### What to work on
A. Please list each purpose that, according to the text on the July 6 ICE directive, US educational institutions need critical mass to achieve.
B. Carry on the text about the July 6 ICE directive after its final sentence.

### Source extract
========================

Seeking a temporary restraining order and a preliminary injunction, these companies, along with the US Chamber of Commerce and other IT advocacy groups, asserted that the July 6 ICE directive will disrupt their recruiting plans, making it impossible to bring on board international students that businesses, including amici, had planned to hire, and disturb the recruiting process on which the firms have relied on to identify and train their future employees.

The July 6 directive will make it impossible for a large number of international students to participate in the CPT and OPT programmes. The US will "nonsensically be sending...these graduates away to work for our global competitors and compete against us...instead of capitalising on the investment in their education here in the US", they said.

The Curricular Practical Training programme permits "alternative work/study, internship, cooperative education or other type of required internship or practicum offered by sponsoring employers through cooperative agreements with a student's school".

On the other hand, the Optional Practical Training programme allows up to one year of temporary employment that is directly related to an international student's major area of study, which can occur either before the student graduates and/or after his studies are complete. Students in STEM fields may obtain a two-year extension of their post-graduate OPT, they said.

Closing off more than half of all international students from participating in the recruiting pipeline for American businesses will thus harm companies and the entire economy, and disrupt reliance expectations based on prior policies permitting international students to remain in the US, the firms said.

Asserting that international students contribute substantially to the US economy when they reside in the United States, the legal brief said the departure of these students threatens the ability of US educational institutions to sustain critical mass -- which they need in order to maintain their standards of excellence, to train the American students who will make up the talent pool available to amici and other US companies in the future, and to perform the research that keeps US businesses on the cutting edge of innovation.

"International students are an important source of employees for US businesses while they are students and after they graduate. Finally, they become valuable employees and customers of US businesses whether they remain in the United States or return to their home countries," the companies said.

========================

### Given entries
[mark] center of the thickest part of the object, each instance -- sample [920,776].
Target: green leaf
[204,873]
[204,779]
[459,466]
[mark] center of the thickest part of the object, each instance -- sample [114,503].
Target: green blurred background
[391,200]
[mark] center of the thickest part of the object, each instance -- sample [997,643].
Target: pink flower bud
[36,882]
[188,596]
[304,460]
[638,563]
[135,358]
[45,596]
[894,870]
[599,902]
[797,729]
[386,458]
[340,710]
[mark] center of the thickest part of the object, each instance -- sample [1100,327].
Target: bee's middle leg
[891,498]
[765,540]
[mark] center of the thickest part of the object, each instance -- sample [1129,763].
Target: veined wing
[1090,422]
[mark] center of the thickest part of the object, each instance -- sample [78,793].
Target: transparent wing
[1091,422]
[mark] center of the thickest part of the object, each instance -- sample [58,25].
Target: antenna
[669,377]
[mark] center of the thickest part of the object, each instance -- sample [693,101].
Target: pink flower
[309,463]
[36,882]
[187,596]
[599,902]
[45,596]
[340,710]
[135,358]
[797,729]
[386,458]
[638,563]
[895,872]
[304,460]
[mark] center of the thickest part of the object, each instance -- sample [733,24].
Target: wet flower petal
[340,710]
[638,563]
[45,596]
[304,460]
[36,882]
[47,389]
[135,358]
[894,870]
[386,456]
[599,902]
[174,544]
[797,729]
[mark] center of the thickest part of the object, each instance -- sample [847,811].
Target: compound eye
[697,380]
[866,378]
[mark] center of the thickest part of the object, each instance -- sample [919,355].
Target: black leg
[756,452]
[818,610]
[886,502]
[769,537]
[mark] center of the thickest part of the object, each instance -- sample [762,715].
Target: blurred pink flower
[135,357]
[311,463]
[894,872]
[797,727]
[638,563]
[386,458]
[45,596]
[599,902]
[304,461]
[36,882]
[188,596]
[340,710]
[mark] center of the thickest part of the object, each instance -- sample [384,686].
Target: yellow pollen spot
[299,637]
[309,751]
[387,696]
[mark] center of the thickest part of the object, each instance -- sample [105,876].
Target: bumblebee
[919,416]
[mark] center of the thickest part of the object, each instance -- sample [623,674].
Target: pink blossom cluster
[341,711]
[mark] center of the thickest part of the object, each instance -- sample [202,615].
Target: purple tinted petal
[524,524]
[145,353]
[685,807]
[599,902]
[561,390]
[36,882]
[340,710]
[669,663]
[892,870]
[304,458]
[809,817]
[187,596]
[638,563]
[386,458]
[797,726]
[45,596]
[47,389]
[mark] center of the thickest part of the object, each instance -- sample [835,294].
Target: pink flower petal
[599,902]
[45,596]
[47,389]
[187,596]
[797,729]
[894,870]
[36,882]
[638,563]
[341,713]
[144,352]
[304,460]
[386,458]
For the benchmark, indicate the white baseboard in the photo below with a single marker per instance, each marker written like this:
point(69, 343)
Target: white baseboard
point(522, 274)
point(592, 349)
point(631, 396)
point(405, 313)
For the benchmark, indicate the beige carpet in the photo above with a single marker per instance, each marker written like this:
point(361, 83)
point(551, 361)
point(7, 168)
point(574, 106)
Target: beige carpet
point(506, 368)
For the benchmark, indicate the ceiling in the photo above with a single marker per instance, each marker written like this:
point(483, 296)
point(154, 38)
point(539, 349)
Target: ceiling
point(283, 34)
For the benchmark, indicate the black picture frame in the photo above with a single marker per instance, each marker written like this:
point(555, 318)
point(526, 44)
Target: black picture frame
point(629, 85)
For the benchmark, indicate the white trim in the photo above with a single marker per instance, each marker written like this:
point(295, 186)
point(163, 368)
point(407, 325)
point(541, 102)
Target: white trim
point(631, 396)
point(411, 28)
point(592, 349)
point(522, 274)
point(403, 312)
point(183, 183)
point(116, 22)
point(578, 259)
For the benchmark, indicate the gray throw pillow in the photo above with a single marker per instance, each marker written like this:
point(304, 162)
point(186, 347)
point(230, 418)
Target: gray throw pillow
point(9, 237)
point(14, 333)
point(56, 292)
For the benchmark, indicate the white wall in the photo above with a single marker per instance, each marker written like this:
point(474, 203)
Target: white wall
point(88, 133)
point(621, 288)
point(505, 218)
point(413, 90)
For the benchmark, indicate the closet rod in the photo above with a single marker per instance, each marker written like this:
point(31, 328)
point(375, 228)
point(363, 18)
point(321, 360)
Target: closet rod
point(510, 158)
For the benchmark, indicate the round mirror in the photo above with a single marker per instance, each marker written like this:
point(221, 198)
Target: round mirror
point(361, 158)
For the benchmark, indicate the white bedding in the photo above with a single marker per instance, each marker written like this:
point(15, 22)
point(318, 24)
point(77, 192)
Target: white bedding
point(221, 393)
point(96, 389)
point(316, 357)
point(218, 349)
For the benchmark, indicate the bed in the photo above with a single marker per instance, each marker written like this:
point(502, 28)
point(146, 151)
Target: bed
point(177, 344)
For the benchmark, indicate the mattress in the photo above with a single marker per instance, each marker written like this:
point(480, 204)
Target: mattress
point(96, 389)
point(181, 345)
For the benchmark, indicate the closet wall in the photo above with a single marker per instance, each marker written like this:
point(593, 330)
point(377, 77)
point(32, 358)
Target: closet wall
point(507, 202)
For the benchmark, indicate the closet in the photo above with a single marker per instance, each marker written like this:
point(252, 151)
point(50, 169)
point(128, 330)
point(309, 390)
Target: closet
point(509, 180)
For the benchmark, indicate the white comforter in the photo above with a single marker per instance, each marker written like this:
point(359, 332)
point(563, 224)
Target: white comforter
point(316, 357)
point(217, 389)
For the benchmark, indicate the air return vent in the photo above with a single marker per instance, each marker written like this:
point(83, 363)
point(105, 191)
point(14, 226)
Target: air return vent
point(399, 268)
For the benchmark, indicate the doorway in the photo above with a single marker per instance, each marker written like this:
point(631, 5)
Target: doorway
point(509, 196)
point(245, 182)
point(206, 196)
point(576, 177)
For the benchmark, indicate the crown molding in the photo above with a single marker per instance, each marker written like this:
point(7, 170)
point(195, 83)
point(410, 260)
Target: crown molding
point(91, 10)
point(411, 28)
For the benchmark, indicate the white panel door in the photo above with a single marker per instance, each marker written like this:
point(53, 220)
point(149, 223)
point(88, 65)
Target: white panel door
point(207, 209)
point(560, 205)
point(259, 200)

========================

### Answers to the problems
A.
- Maintaining their standards of excellence
- Training the American students who will make up the talent pool available to amici and other US companies in the future
- Performing the research that keeps US businesses on the cutting edge of innovation

B.
According to the IT companies, international students residing in the US make a substantial contribution to the country's GDP and have a particularly significant impact in towns and cities where colleges and universities are located. During the 2018-2019 academic year, there were more than 10 lakh such students attending institutions of higher education in the US.

Reducing by half or more the number of international students residing in the United States -- even for a single school year -- will hurt the economy, amplifying the adverse economic effects of the ongoing pandemic. International students contribute billions of dollars to the US economy each year. In the 2018-2019 academic year alone, "international students at US colleges and universities contributed nearly USD 41 billion to the US economy and supported 458,290 jobs", the companies said.

Observing that for every seven international students living in the US, three jobs are supported due to their presence, the companies said international education "ranked as the country's fifth-largest service export" in 2019. Small businesses -- from coffee shops to bookstores -- in communities around the country benefit significantly from the presence of international students, they said.

The companies told the court that if these students are barred from studying in the US until the SARS-CoV-2 pandemic ends, many of them will not return: they will switch to programmes of study elsewhere in the world. And without international students, many the US STEM programmes will contract sharply and ultimately cease to exist.